Copy every one of the records below word for word, keeping each line unchanged.

§ EXCERPTED DATA:
:::::

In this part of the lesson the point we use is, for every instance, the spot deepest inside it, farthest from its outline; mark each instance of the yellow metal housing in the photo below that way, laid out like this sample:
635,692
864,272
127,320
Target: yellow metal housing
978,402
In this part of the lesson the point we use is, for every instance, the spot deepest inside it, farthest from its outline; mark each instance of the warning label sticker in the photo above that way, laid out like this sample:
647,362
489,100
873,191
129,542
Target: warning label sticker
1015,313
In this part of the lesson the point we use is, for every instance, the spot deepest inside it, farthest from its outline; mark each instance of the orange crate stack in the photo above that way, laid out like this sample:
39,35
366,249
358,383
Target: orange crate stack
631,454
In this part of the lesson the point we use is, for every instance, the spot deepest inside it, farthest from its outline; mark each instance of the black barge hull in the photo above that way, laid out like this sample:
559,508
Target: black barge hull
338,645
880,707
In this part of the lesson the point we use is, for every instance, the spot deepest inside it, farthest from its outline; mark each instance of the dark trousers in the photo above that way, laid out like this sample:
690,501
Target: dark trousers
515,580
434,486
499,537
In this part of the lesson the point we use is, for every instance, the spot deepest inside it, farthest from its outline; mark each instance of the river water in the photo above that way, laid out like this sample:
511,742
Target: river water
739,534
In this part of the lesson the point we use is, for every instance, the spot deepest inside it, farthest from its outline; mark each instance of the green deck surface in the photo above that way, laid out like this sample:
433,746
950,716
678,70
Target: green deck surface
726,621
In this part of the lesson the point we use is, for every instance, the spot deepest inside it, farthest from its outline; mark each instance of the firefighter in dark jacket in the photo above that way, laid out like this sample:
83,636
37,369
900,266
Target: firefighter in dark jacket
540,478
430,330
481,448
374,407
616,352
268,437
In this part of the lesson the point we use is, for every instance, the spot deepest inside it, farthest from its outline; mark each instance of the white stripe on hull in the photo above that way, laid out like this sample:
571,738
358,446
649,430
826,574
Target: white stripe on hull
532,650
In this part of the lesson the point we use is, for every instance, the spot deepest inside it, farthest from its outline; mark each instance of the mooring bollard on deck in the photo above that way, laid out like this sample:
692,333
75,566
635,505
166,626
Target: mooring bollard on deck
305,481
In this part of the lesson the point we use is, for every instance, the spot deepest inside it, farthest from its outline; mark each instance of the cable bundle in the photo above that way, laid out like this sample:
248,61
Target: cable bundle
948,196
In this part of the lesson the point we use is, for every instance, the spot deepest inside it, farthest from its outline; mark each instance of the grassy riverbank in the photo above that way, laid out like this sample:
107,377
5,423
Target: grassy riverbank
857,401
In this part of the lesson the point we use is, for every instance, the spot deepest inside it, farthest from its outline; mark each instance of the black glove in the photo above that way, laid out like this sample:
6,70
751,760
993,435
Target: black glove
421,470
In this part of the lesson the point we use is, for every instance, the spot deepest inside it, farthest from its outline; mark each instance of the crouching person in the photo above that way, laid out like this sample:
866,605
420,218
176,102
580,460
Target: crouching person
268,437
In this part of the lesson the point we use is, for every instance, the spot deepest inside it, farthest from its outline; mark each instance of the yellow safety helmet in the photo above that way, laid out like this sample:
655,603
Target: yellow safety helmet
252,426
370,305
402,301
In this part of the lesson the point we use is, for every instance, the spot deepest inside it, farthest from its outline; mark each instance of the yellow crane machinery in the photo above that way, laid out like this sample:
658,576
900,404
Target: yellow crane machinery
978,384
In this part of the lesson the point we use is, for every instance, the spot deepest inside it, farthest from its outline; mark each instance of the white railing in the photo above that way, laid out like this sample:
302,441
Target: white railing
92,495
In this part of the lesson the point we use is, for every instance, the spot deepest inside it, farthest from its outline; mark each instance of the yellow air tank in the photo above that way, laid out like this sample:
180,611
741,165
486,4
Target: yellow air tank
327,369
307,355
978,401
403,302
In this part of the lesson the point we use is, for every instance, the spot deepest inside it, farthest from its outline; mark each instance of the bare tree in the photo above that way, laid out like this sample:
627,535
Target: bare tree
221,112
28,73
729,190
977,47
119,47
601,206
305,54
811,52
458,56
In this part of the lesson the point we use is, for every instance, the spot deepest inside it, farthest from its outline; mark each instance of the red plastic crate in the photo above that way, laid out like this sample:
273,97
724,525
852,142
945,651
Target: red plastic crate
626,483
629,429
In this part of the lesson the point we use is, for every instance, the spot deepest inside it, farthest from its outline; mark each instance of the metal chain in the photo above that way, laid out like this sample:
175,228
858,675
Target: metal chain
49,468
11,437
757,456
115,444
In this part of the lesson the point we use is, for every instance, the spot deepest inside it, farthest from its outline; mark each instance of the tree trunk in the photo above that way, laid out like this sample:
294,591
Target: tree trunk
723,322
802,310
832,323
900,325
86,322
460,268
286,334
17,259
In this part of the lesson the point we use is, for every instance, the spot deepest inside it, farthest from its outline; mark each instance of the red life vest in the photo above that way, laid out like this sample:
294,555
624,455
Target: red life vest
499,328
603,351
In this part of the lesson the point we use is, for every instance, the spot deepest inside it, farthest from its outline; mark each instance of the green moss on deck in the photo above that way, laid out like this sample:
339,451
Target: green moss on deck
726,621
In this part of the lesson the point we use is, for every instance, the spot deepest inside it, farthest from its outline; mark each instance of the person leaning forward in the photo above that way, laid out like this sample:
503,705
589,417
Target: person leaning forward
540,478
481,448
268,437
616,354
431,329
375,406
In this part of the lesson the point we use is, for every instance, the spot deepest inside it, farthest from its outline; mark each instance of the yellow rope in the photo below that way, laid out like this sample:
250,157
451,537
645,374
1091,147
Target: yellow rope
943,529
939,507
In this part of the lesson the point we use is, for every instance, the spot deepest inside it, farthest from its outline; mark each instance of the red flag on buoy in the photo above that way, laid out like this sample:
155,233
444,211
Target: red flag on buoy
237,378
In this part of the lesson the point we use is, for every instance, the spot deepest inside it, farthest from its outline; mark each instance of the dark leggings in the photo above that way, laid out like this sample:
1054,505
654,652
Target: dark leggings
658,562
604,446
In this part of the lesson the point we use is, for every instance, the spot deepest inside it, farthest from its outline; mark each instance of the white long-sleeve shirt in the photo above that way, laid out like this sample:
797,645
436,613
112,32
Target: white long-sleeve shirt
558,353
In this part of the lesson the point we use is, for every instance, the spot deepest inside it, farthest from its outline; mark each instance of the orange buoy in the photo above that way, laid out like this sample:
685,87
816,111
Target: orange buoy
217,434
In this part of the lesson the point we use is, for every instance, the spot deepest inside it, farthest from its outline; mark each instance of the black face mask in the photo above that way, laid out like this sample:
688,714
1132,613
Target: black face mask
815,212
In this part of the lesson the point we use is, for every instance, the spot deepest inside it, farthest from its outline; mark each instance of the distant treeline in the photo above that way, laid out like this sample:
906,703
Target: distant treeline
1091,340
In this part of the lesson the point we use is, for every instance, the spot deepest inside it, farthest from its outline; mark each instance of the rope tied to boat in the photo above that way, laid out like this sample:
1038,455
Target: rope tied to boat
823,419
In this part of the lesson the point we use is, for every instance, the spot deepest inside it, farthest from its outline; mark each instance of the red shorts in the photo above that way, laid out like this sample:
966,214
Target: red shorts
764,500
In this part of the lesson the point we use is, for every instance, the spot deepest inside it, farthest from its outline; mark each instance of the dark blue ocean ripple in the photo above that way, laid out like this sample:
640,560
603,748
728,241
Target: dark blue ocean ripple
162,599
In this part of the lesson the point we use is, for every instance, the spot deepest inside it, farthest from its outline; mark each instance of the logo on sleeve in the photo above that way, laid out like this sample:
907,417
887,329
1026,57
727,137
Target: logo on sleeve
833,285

:::::

§ FULL OUTPUT:
In this part of the lesson the point we use is, for every instance, the spot deepest inside it, farthest from its outline; mark each instance of the yellow metal housing in the photo below that way, laid out like this sample:
635,692
864,272
127,320
Target: yellow metal housing
978,402
In this part of the lesson the point we use is, for every instance, the spot deepest inside it, farthest from its outline; mark each instance of the warning label sticker in the photo above that way, laid out like this sample:
647,362
489,100
873,191
129,542
Target: warning label sticker
1015,313
In this part of the lesson the point we use is, for every instance, the spot deepest inside it, farthest from its outline; mark each instance of the orange crate stack in the photo above that way, laid out like this sample:
39,35
366,249
358,383
Target: orange crate stack
631,454
In this part of the lesson the point we use is, for every instance, the spot deepest inside it, farthest from its outline; mark each instance of the black barge hull in the photo above that way, laid out like this sample:
559,508
Target: black barge hull
338,645
880,707
In this part of the lesson the point we use is, for every instance, the spot deepest inside it, farthest from its outline; mark each instance of the dark trousers in the photo above that way, laid out like this sample:
690,501
Target: dark trousers
515,580
434,486
499,537
In this part of the lesson the point we use is, for every instance, the spot deepest inside it, farthest from its outline; mark each instance of the river water in the photo above that way, laid out like this sample:
511,742
Target: river water
739,534
In this part of the lesson the point we use is, for every instance, the spot deepest inside it, farthest from its outline; mark each instance of the green deck surface in the photo above that way, laid out like this sample:
433,746
950,716
678,70
Target: green deck surface
726,621
In this part of the lesson the point we use is, for every instance, the spot deepest inside it, farthest from its outline; mark each instance of the firefighter in dark jacket in the photo above that way, laid out like this sample:
83,636
37,369
900,266
Target: firefighter in dark jacket
540,478
430,330
481,448
374,407
616,352
268,437
In this part of the lesson the point we use is, for every instance, the spot deepest inside it, farthest from its outline; mark each instance of the white stripe on hull in the photo above that way, laid out like this sample:
571,738
358,446
649,430
826,574
Target: white stripe on hull
532,650
In this part of the lesson the point we use is, for every instance, the spot deepest inside it, farthest from its outline; mark each instance of the mooring bollard on deck in the photo above that way, laid out like this sample:
692,333
75,566
635,505
166,626
Target: mooring bollard on deck
305,481
In this part of the lesson the point we use is, for every instance, the spot deepest inside it, farthest from its outline; mark each instance of the cable bundle in the photo above that way, laid out like this sample:
248,61
Target: cable bundle
948,196
In this part of the lesson the point we use is, for every instance, the spot deepest inside it, farthest from its outline; mark each instance of the grassy riverbank in the photo above that way, laid out like this sample:
107,377
5,423
Target: grassy riverbank
857,401
In this part of the lesson the point we use is, for every instance, the spot deepest inside it, farthest from its outline; mark each instance of the black glove in the photo above that way, laid out like this sample:
6,70
751,760
993,435
Target: black glove
421,470
In this part of the lesson the point we use is, for every instance, the spot deepest inside it, farthest from its outline; mark each instance of the crouching person in the photo above that way, laid out like this sample:
866,605
420,218
176,102
580,460
Target: crouching person
268,437
In this part of the lesson the point we use is, for every instance, the spot deepest inside it, farthest from its outline; mark each instance of the yellow safety helmet in the photo above that way, laid out like this sample:
655,603
Target: yellow safety helmet
252,426
370,305
402,301
In this part of the lesson the point we use is, for every instance, the spot deepest inside it, farthest from its outline; mark each instance of the yellow crane machinery in the photo above that way, laid out like this sample:
658,576
900,404
Target: yellow crane machinery
978,384
In this part of the lesson the point we use is, for every instance, the spot deepest inside it, farthest from its outline; mark each instance of the white railing in the photo above that way, laid out like this sample:
302,441
Target: white railing
92,495
In this part of the lesson the point we use is, for every instance, the spot deepest inside it, farthest from its outline; mark each instance of the yellow air tank in the photo above that way, laid out like this sample:
180,611
741,165
486,4
Target: yellow air tank
327,369
307,355
978,401
403,302
In this part of the lesson the point we use is, for every instance, the spot deepest inside it, farthest from its outline; mark each instance of the bare tree in the photo above that way, laid out like this sample:
627,535
Target: bare tree
221,112
28,73
729,190
977,47
119,47
601,206
305,54
811,52
458,56
In this part of the lesson the point we use is, for every instance, the spot deepest inside it, farthest from its outline; mark each instance of the red plastic crate in the photo above that way, laid out like this sample:
273,97
724,525
852,142
945,651
Target: red plastic crate
626,483
629,429
In this part of the lesson the point we use is, for every instance, the spot deepest inside it, farthest from its outline; mark each instance of the metal chain in the photo above that way, laid out like this sample:
175,228
858,675
Target: metal chain
49,468
11,437
757,456
115,444
In this part of the lesson the point we use is, for every instance, the spot deepest inside it, farthest from its outline; mark each instance of the tree trunk in the photo above that way, laid out like this sample:
294,591
Target: tree trunk
723,322
802,310
832,323
900,325
86,322
460,268
286,334
17,259
In this part of the lesson the point we use is, for every instance, the spot deepest inside it, farthest from its outline; mark each instance of the red life vest in the photo above that way, laid out like this sample:
294,555
624,455
Target: red life vest
499,328
603,351
In this part of the lesson the point we use is, for every instance, the spot deepest inside it, farthest from its outline; mark each instance of the green moss on deck in the photo above that way, laid out like this sample:
339,451
Target: green moss on deck
726,621
In this part of the lesson the point we use is, for every instance, the spot deepest inside it, farthest from its outline; mark each instance of the person leaning forward in the photo above that way, laid out like this sample:
503,705
589,417
Target: person leaning forward
540,478
481,448
268,437
616,354
431,329
375,406
In this part of the lesson the point we use is, for every instance, the spot deepest inside it, farthest from its outline; mark each instance of the yellow rope in the photo below that way, laid out like this sample:
250,157
451,537
645,374
1091,147
Target: yellow rope
943,529
939,507
In this part of the lesson the point we use is, for every instance, the spot deepest inside it, farthest from its outline; mark each instance of the red flag on buoy in the photo above that way, laid out like this sample:
155,233
444,211
Target: red flag on buoy
237,378
In this part of the lesson the point we use is, for every instance, the spot deepest inside it, farthest from its outline; mark each instance of the dark leggings in the photo above that way, laid out like this sample:
1054,505
654,652
Target: dark leggings
658,562
604,446
In this part of the lesson the point we use is, for every instance, the spot deepest inside it, farthest from its outline; mark each instance of the white long-sleeve shirt in the photo above that way, laid out like this sample:
797,645
436,613
112,32
Target: white long-sleeve shirt
558,353
In this part of the lesson the point we use is, for every instance, the spot deepest inside it, farthest from its outline; mark each instance of the orange buoy in the photo above that way, laid out like this sample:
685,87
816,111
Target: orange buoy
217,434
In this part of the lesson the point we use is, for every instance, the spot deepest inside it, farthest from its outline; mark each instance of the black face mask in the photo above that way, laid out like this sample:
688,714
1132,613
Target: black face mask
815,212
In this part of the lesson the point we use is, for every instance, the spot deepest inside it, farthest from its outline; mark each instance of the distant treeline in the photo above that way, laid out like this sample:
906,703
Target: distant treeline
1091,340
In this part of the lesson the point we use is, for every instance, the spot deepest inside it, farthest from its outline; mark each instance of the rope tied to boat in the photo above that way, laid out like this sample:
1038,455
Target: rope tied to boat
823,419
In this part of the lesson the point we use is, for every instance, the spot deepest inside it, farthest from its outline; mark each instance of the red shorts in the photo above that way, laid out like this sample:
966,214
Target: red shorts
764,500
In this part of the lesson the point we use is, for every instance, the spot deepest inside it, farthest from its outline; mark each instance of the dark blue ocean ripple in the photo above that way, laid out like this sample:
640,560
603,748
728,241
Target: dark blue ocean ripple
162,599
In this part of the lesson the point we use is, for every instance, the spot deepest inside it, farthest from its outline; mark each instance of the logo on sleeve in the photo above that way, laid out like this sample:
907,417
887,329
1026,57
727,137
Target: logo on sleeve
833,285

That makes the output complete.